=== Supplied material ===

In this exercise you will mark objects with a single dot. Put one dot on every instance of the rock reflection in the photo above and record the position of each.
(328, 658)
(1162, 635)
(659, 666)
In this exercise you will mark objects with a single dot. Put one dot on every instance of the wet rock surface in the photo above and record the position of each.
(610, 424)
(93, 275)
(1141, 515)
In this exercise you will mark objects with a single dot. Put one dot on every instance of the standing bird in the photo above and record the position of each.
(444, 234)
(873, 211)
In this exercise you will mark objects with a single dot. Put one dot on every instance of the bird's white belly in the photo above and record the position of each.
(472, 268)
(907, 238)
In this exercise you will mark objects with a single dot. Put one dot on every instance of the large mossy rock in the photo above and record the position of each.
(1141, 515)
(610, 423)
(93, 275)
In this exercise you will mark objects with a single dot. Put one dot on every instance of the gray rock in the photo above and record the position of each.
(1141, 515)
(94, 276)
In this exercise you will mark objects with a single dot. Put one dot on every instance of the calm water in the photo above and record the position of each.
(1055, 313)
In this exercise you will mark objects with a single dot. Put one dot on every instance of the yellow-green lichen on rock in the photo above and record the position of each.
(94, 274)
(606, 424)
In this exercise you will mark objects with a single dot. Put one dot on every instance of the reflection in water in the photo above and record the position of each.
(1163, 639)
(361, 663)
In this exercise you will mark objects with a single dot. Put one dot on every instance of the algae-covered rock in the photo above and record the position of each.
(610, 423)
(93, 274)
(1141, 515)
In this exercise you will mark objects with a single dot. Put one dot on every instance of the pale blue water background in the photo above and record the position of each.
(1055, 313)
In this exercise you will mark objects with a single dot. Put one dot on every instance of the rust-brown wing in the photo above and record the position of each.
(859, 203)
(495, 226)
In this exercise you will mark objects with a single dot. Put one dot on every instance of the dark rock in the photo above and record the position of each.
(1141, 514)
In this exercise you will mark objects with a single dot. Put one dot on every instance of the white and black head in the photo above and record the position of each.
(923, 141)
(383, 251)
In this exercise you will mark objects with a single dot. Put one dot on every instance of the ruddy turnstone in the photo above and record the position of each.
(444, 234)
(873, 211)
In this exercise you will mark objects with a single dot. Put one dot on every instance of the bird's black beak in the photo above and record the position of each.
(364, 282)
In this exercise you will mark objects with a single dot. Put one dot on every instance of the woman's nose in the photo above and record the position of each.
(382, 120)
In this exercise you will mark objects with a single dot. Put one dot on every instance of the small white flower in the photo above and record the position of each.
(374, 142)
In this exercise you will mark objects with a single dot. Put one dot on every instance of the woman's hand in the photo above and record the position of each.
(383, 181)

===

## Written instruction
Find the line with "of the rust-brown" in the listing above, then write out that line and each remaining line exactly, with no other text.

## Task output
In this exercise you will mark objects with a single dot. Put one dot on every instance of the rust-brown wing in the photo above and record the position of each.
(859, 203)
(495, 226)
In this exercise you will mark objects with a single dot. Put one dot on every instance of the dark rock in the photo above and record the position of each.
(1141, 514)
In this exercise you will mark objects with a single dot. Put one dot on every instance of the white and black head in the photo above and record the position of each.
(923, 141)
(383, 251)
In this exercise you will mark objects with a single dot. Put one dot on every instance of the ruddy turnstone in the photo above and record the position of each.
(444, 234)
(873, 211)
In this exercise you will mark objects with a single dot. Put one dot on every instance of the bird's black beak in the photo above and record the position of each.
(364, 282)
In this exercise you will mark objects with a single dot. Put one dot on every instance of the woman's nose in the photo above and record the position of each.
(382, 120)
In this exercise you will mark objects with a single dot. Put one dot on every instance of the small white flower in the photo above and record the position of each.
(374, 142)
In this exercise you will mark objects with a single dot. Put one dot on every instance of the woman's hand in the photo above and record the position of each.
(383, 181)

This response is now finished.